━━ TASK INPUT
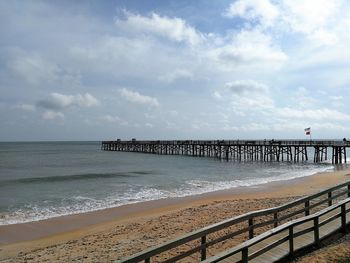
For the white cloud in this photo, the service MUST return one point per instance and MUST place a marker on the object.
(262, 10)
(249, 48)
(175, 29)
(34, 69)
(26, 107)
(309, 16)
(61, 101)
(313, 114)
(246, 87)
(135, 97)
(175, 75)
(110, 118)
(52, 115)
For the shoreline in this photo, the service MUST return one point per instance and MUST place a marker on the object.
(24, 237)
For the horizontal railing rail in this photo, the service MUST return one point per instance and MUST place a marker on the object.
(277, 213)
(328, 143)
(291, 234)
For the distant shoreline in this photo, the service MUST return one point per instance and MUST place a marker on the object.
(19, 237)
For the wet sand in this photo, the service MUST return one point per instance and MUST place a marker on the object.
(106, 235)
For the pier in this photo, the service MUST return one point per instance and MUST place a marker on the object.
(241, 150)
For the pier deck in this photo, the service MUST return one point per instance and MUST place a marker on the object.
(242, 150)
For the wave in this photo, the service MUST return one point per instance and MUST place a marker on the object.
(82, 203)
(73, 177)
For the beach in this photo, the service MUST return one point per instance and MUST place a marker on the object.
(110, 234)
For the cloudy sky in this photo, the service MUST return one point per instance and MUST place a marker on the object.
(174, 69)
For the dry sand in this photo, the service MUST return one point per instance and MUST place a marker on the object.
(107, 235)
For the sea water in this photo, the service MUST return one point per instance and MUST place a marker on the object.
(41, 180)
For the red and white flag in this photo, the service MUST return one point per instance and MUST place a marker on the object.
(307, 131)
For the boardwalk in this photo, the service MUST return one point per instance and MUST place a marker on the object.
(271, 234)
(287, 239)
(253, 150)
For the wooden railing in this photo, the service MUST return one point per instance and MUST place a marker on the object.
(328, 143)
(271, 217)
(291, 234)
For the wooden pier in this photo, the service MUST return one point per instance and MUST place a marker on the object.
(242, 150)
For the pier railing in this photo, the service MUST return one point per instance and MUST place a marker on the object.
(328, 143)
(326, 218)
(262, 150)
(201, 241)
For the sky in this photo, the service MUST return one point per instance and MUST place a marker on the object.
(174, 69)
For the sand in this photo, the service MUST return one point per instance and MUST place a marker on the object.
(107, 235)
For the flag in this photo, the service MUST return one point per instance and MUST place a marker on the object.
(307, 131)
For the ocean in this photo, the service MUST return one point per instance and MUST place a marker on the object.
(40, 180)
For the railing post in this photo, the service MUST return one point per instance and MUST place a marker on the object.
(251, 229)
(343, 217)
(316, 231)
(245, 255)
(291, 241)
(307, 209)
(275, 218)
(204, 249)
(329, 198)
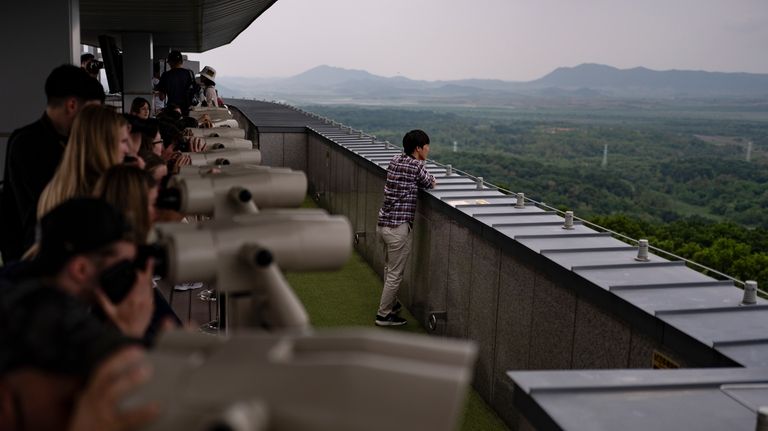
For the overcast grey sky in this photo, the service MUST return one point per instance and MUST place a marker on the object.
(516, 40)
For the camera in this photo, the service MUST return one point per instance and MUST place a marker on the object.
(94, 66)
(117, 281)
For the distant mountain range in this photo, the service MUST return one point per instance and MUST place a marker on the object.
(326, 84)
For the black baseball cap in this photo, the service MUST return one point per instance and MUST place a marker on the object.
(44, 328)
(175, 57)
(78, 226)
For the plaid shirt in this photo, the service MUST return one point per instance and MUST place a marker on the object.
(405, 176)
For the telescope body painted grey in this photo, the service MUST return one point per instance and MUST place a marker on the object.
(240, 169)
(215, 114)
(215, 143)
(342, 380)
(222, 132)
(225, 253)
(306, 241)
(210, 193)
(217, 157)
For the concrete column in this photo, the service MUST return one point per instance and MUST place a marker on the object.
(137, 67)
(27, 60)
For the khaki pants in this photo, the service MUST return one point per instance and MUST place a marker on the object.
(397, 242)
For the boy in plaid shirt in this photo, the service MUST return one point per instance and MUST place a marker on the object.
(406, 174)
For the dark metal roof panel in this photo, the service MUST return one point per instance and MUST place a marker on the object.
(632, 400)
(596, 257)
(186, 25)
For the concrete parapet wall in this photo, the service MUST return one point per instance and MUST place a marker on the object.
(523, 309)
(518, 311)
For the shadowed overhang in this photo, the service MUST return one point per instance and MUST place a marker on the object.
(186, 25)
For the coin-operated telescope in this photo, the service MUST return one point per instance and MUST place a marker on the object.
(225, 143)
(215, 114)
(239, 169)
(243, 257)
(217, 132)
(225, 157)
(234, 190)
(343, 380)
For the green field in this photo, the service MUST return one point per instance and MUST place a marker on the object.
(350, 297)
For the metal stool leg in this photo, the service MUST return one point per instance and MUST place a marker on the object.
━━━━
▶ _EXERCISE BRIEF_:
Include both ends. Return the line holding "For the concrete parapet" and all lines after it in the records above, exactly as written.

▶ _ANSWER TO THE PROBLEM_:
For the concrete parapet wall in this photo, the service MUST return one point per instance and MUST place a marker on the object.
(523, 309)
(518, 311)
For the shadowed overhang in this photo, the service MUST return one point per instance and MUST place a marker on the object.
(186, 25)
For the coin-operated telescope in this photo, the service MUST return one point per instance and MUST place a marker on the object.
(225, 143)
(215, 114)
(239, 169)
(243, 257)
(217, 132)
(225, 157)
(234, 190)
(343, 380)
For the green field in this photo, the service MUST return one point per instance and MUST place a marker on the object.
(350, 297)
For the metal stool leg in this photo, the service MUST return one point per instance and MUST place a marker on the object.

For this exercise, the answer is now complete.